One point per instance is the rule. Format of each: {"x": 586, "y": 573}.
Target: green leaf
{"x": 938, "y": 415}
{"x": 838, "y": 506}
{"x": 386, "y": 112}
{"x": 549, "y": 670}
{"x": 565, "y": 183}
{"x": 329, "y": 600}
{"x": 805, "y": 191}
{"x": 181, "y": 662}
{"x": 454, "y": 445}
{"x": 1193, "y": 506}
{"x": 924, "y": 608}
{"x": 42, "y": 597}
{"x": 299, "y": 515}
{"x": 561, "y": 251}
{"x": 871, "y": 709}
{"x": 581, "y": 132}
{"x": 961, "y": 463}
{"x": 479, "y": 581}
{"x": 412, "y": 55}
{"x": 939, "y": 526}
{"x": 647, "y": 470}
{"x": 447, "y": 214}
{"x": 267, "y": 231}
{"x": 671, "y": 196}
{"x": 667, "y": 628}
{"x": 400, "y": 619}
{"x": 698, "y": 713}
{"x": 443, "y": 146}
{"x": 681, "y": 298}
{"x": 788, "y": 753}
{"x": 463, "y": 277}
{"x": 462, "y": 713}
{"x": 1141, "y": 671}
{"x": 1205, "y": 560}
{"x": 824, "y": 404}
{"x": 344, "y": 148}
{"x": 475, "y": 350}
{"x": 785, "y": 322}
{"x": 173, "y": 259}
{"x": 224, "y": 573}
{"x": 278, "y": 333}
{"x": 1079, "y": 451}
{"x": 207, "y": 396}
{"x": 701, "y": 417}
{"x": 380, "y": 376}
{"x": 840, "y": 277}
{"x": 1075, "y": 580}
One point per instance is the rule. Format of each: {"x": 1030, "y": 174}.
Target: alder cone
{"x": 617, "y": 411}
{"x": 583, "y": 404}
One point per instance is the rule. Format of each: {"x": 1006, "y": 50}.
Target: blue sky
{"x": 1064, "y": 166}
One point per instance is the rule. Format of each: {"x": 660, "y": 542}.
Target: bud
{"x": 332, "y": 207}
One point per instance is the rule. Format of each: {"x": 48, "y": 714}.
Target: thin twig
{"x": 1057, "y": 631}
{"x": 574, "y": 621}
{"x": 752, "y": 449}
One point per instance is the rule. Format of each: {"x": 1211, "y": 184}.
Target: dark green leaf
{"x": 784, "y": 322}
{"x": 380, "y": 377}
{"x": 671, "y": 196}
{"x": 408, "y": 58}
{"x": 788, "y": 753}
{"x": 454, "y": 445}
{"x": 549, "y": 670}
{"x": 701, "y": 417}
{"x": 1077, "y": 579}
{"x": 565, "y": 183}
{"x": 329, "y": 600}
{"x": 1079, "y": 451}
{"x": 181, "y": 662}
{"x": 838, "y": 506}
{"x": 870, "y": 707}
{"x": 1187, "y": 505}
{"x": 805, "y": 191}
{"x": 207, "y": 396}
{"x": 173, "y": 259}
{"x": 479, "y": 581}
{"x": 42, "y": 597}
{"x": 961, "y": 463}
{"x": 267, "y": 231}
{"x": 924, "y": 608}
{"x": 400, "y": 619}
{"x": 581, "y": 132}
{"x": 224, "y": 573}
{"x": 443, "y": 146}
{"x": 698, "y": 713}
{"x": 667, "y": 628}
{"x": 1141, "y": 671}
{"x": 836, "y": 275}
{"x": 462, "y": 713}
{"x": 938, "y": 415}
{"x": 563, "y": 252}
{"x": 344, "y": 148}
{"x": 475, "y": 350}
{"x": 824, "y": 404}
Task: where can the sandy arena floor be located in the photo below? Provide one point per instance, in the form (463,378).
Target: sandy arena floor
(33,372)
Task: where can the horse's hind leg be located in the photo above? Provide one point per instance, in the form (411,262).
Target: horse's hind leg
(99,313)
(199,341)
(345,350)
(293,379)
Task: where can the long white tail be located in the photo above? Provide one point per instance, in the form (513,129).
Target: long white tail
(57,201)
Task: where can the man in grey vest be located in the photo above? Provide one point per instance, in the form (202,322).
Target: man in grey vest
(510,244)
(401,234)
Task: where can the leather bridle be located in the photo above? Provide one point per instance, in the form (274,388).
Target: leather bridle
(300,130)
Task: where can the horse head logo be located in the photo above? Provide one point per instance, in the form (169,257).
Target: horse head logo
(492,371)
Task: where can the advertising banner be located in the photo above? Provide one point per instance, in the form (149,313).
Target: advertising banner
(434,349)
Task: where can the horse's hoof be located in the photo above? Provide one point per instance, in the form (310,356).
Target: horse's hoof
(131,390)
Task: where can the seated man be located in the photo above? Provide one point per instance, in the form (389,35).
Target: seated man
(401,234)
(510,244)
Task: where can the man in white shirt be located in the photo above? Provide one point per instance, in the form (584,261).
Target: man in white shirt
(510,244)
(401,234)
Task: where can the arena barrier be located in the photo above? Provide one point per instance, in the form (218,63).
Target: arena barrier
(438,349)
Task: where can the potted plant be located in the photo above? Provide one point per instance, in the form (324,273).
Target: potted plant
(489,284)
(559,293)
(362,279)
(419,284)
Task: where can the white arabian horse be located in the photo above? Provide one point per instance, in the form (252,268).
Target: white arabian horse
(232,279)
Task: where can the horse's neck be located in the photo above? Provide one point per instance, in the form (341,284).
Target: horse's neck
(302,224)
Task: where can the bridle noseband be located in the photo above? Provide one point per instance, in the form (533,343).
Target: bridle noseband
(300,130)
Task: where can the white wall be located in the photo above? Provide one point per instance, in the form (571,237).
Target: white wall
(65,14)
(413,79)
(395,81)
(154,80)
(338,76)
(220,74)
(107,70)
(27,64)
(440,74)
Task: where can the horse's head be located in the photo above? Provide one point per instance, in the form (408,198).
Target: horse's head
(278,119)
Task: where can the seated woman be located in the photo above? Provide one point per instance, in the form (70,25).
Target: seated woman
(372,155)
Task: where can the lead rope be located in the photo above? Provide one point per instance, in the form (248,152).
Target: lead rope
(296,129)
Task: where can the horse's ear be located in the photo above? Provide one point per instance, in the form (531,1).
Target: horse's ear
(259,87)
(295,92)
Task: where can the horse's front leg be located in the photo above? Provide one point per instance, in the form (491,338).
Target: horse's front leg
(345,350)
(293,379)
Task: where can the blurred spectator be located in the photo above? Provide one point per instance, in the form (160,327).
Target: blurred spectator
::::
### What is expected
Put the lines above into a JSON list of strings, with one string for each line and no entries for blank lines.

### Answer to the task
[
  "One point per instance is the rule. Format of each: {\"x\": 586, \"y\": 573}.",
  "Target: green leaf",
  "{\"x\": 938, \"y\": 415}",
  "{\"x\": 838, \"y\": 506}",
  "{\"x\": 386, \"y\": 112}",
  "{\"x\": 549, \"y\": 670}",
  "{\"x\": 565, \"y\": 183}",
  "{\"x\": 329, \"y\": 600}",
  "{\"x\": 805, \"y\": 191}",
  "{\"x\": 181, \"y\": 662}",
  "{\"x\": 454, \"y\": 445}",
  "{\"x\": 1193, \"y\": 506}",
  "{\"x\": 924, \"y\": 608}",
  "{\"x\": 42, \"y\": 597}",
  "{\"x\": 299, \"y\": 515}",
  "{\"x\": 561, \"y\": 251}",
  "{\"x\": 871, \"y\": 709}",
  "{\"x\": 581, \"y\": 132}",
  "{\"x\": 961, \"y\": 463}",
  "{\"x\": 479, \"y\": 581}",
  "{\"x\": 412, \"y\": 55}",
  "{\"x\": 939, \"y\": 526}",
  "{\"x\": 647, \"y\": 470}",
  "{\"x\": 447, \"y\": 214}",
  "{\"x\": 267, \"y\": 231}",
  "{\"x\": 671, \"y\": 196}",
  "{\"x\": 667, \"y\": 628}",
  "{\"x\": 400, \"y\": 619}",
  "{\"x\": 698, \"y\": 713}",
  "{\"x\": 443, \"y\": 146}",
  "{\"x\": 681, \"y\": 298}",
  "{\"x\": 788, \"y\": 753}",
  "{\"x\": 463, \"y\": 277}",
  "{\"x\": 462, \"y\": 713}",
  "{\"x\": 1141, \"y\": 671}",
  "{\"x\": 1205, \"y\": 560}",
  "{\"x\": 824, \"y\": 404}",
  "{\"x\": 344, \"y\": 148}",
  "{\"x\": 475, \"y\": 350}",
  "{\"x\": 785, \"y\": 322}",
  "{\"x\": 173, \"y\": 259}",
  "{\"x\": 224, \"y\": 573}",
  "{\"x\": 278, \"y\": 333}",
  "{\"x\": 1079, \"y\": 451}",
  "{\"x\": 207, \"y\": 396}",
  "{\"x\": 701, \"y\": 417}",
  "{\"x\": 380, \"y\": 376}",
  "{\"x\": 840, \"y\": 277}",
  "{\"x\": 1075, \"y\": 580}",
  "One point per instance is the rule. Format of each: {\"x\": 1030, \"y\": 174}.",
  "Target: alder cone",
  "{\"x\": 617, \"y\": 411}",
  "{\"x\": 583, \"y\": 404}",
  "One point per instance is the rule. Format of each: {\"x\": 1006, \"y\": 50}.",
  "Target: blue sky",
  "{\"x\": 1064, \"y\": 166}",
  "One point per instance is the rule. Format of each: {\"x\": 660, \"y\": 542}.",
  "Target: bud",
  "{\"x\": 332, \"y\": 207}",
  "One point per instance is the rule. Format of each: {\"x\": 48, \"y\": 714}.",
  "Target: thin twig",
  "{\"x\": 1057, \"y\": 631}",
  "{\"x\": 574, \"y\": 621}",
  "{\"x\": 752, \"y\": 449}",
  "One point per instance is the rule. Format of each: {\"x\": 1211, \"y\": 184}.",
  "Target: dark green leaf",
  "{\"x\": 784, \"y\": 322}",
  "{\"x\": 380, \"y\": 377}",
  "{\"x\": 671, \"y\": 196}",
  "{\"x\": 408, \"y\": 58}",
  "{\"x\": 788, \"y\": 753}",
  "{\"x\": 454, \"y\": 445}",
  "{\"x\": 549, \"y\": 670}",
  "{\"x\": 701, \"y\": 417}",
  "{\"x\": 1077, \"y\": 579}",
  "{\"x\": 565, \"y\": 183}",
  "{\"x\": 329, \"y\": 600}",
  "{\"x\": 1079, \"y\": 451}",
  "{\"x\": 181, \"y\": 662}",
  "{\"x\": 838, \"y\": 506}",
  "{\"x\": 870, \"y\": 707}",
  "{\"x\": 1187, \"y\": 505}",
  "{\"x\": 805, \"y\": 191}",
  "{\"x\": 207, \"y\": 396}",
  "{\"x\": 173, \"y\": 259}",
  "{\"x\": 479, \"y\": 581}",
  "{\"x\": 42, \"y\": 597}",
  "{\"x\": 961, \"y\": 463}",
  "{\"x\": 267, \"y\": 231}",
  "{\"x\": 924, \"y\": 608}",
  "{\"x\": 400, \"y\": 619}",
  "{\"x\": 581, \"y\": 132}",
  "{\"x\": 224, \"y\": 573}",
  "{\"x\": 443, \"y\": 146}",
  "{\"x\": 698, \"y\": 713}",
  "{\"x\": 667, \"y\": 628}",
  "{\"x\": 1141, \"y\": 671}",
  "{\"x\": 836, \"y\": 275}",
  "{\"x\": 462, \"y\": 713}",
  "{\"x\": 938, \"y\": 415}",
  "{\"x\": 563, \"y\": 252}",
  "{\"x\": 344, \"y\": 148}",
  "{\"x\": 475, \"y\": 350}",
  "{\"x\": 824, \"y\": 404}",
  "Task: where can the sandy arena floor be located in the photo below? Provide one point per instance, in the form (463,378).",
  "Target: sandy arena floor",
  "(33,372)",
  "Task: where can the horse's hind leg be located in the photo above? Provide one point per instance, in the form (411,262).",
  "Target: horse's hind leg",
  "(99,313)",
  "(199,341)",
  "(345,350)",
  "(293,379)",
  "Task: where can the long white tail be located in the photo above? Provide one point per instance, in the form (513,129).",
  "Target: long white tail",
  "(57,201)",
  "Task: where can the man in grey vest be located in the photo above? Provide one point per instance, in the form (202,322).",
  "Target: man in grey vest",
  "(510,244)",
  "(401,234)",
  "Task: where can the leather bridle be located in the photo above? Provide one point per instance, in the form (274,388).",
  "Target: leather bridle",
  "(300,130)",
  "Task: where can the horse head logo be located in the photo above? Provide one point per instance, in the form (169,257).",
  "Target: horse head logo",
  "(492,371)",
  "Task: where can the advertising banner be located in the photo above? Provide one point per instance, in the form (149,313).",
  "Target: advertising banner",
  "(434,349)",
  "Task: where can the horse's hoof be located in the photo above? Provide one point per instance, in the form (310,356).",
  "Target: horse's hoof",
  "(131,390)",
  "Task: where can the seated man be located in the photo above? Provide one point per instance, in the form (389,35).",
  "Target: seated man",
  "(401,234)",
  "(510,244)",
  "Task: where can the man in white shirt be located in the photo above? Provide one point per instance, in the form (584,261).",
  "Target: man in white shirt",
  "(510,244)",
  "(401,234)",
  "Task: where can the arena barrier be located in the photo above? Provide one point per instance, in the form (218,63).",
  "Target: arena barrier",
  "(438,349)",
  "Task: where can the potted plant be located in the photo above? Provide one point per instance, in the form (324,273).",
  "Target: potted plant",
  "(489,284)",
  "(559,293)",
  "(362,279)",
  "(419,284)",
  "Task: where can the white arabian horse be located in the photo above? Provide one point per instance, in the form (252,268).",
  "Target: white arabian horse",
  "(232,279)",
  "Task: where can the horse's neck be located in the photo above? Provide one point per instance, in the form (341,284).",
  "Target: horse's neck",
  "(302,224)",
  "Task: where can the bridle noseband be located in the photo above? Provide one point per instance, in the form (533,343).",
  "Target: bridle noseband",
  "(300,130)",
  "Task: where can the white wall be located in the photo above? Provide one point per instance, in the form (571,237).",
  "Target: white wall",
  "(65,14)",
  "(413,79)",
  "(395,81)",
  "(154,80)",
  "(338,76)",
  "(220,74)",
  "(107,70)",
  "(27,64)",
  "(440,74)",
  "Task: where can the horse's head be located in the photo above? Provide one point per instance, in the form (408,198).",
  "Target: horse's head",
  "(278,119)",
  "Task: where can the seated woman be located in the photo above? Provide one point per instance, in the form (70,25).",
  "Target: seated woman",
  "(372,155)",
  "Task: where can the lead rope be located in the photo above? Provide one point per instance, in the form (248,152).",
  "Target: lead rope",
  "(296,129)",
  "Task: where can the horse's ear be located in the photo above? Provide one point per instance, in the form (531,1).",
  "Target: horse's ear",
  "(259,87)",
  "(295,92)",
  "Task: where can the horse's front leg be located in the photo above? Provide one point per instance, in the form (491,338).",
  "Target: horse's front leg",
  "(345,350)",
  "(293,379)",
  "Task: where can the blurred spectator be located in the photo above? Provide one point per instance, in the form (160,327).",
  "Target: blurred spectator"
]